§ REQUIREMENT
Can you extract, word for word, the part of the bass forum thread below that runs from "If you can get" to "DaveCarter (Sep 12, 2010)"?

You're gunna need some serious power and a 15 or 18 cab to get those lows out!

See also Music Man SUB basses, made in the USA and go for about what you want to spend. A little more common as well. Try basschat.co.uk maybe?


----------



## Rook (Sep 12, 2010)

Just a note, the two I suggested are 34" basses, I honestly don't think the one inch is going to make a huge difference. for that kind of serious low end, it's gunna be seriously floppy. We served someone in our shop recently who took a fender down to G, we put a .175 gauge on the low G and it was still rattling around and that was a long scale bass (JP-90 or something?). The SUB and $$ will be much better than any Ibanez or Schecter bass IMHO.


----------



## TemjinStrife (Sep 12, 2010)

Schecter Stiletto Studio used.
Ibanez BTB used.


----------



## Andii (Sep 12, 2010)

Fun111 said:


> Just a note, the two I suggested are 34" basses, I honestly don't think the one inch is going to make a huge difference.


I've owned both scales, it makes a huge difference. The extra inch is just what a bass needs to make it work great any lower than B.


----------



## bostjan (Sep 12, 2010)

Weird, I have a Dean Edge 6 and it's got active electronics.

If you can get a 35" Ibanez in your price range, that's definitely a good move. I'm pretty sure the Dean will be well within your range.


----------



## DaveCarter (Sep 12, 2010)

Andii said:


> I've owned both scales, it makes a huge difference. The extra inch is just what a bass needs to make it work great any lower than B.

§ GIVEN INFORMATION
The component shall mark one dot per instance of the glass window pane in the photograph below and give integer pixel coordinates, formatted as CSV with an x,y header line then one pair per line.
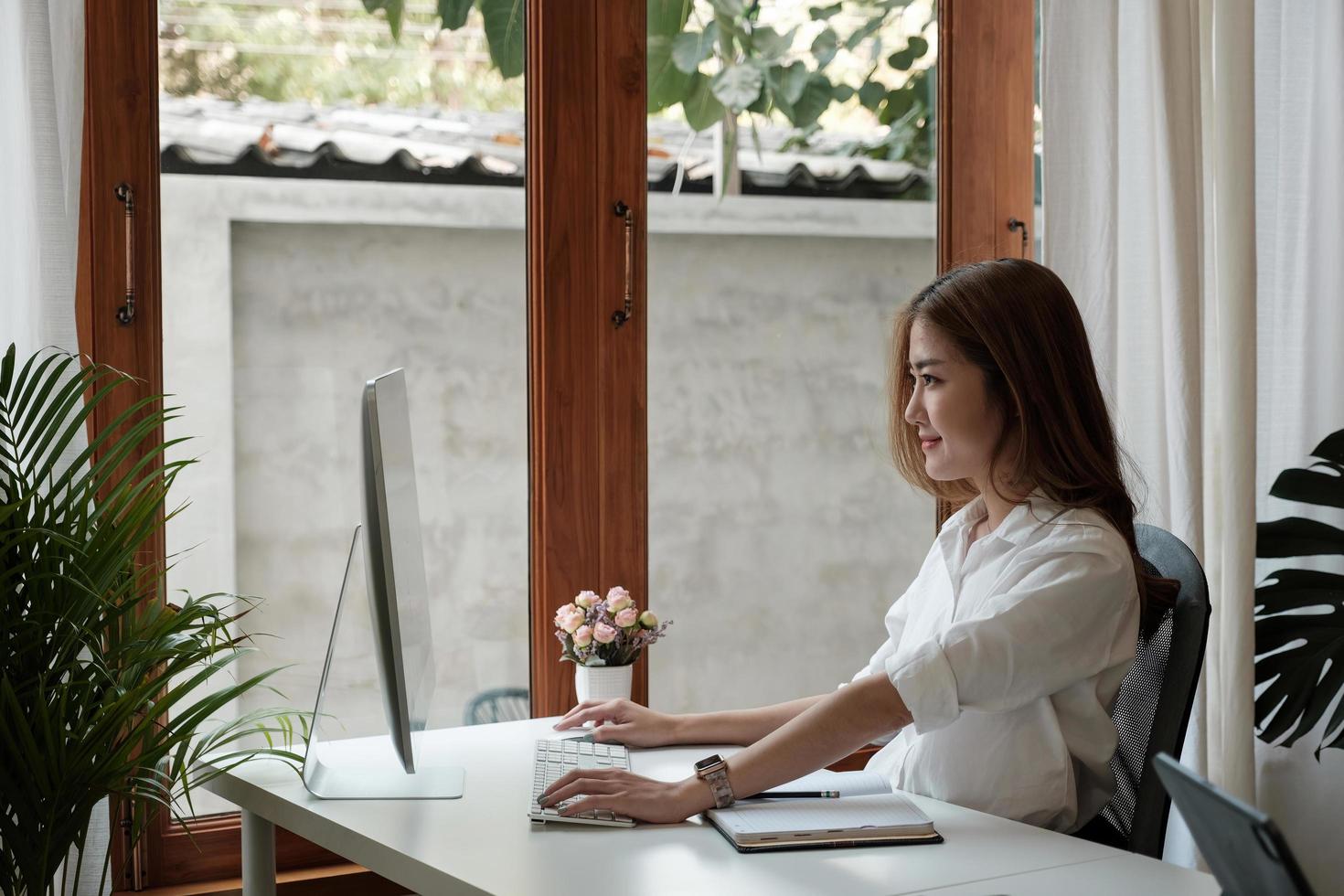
x,y
778,528
339,202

§ ANSWER FOR THE TASK
If you can get a 35" Ibanez in your price range, that's definitely a good move. I'm pretty sure the Dean will be well within your range.


----------



## DaveCarter (Sep 12, 2010)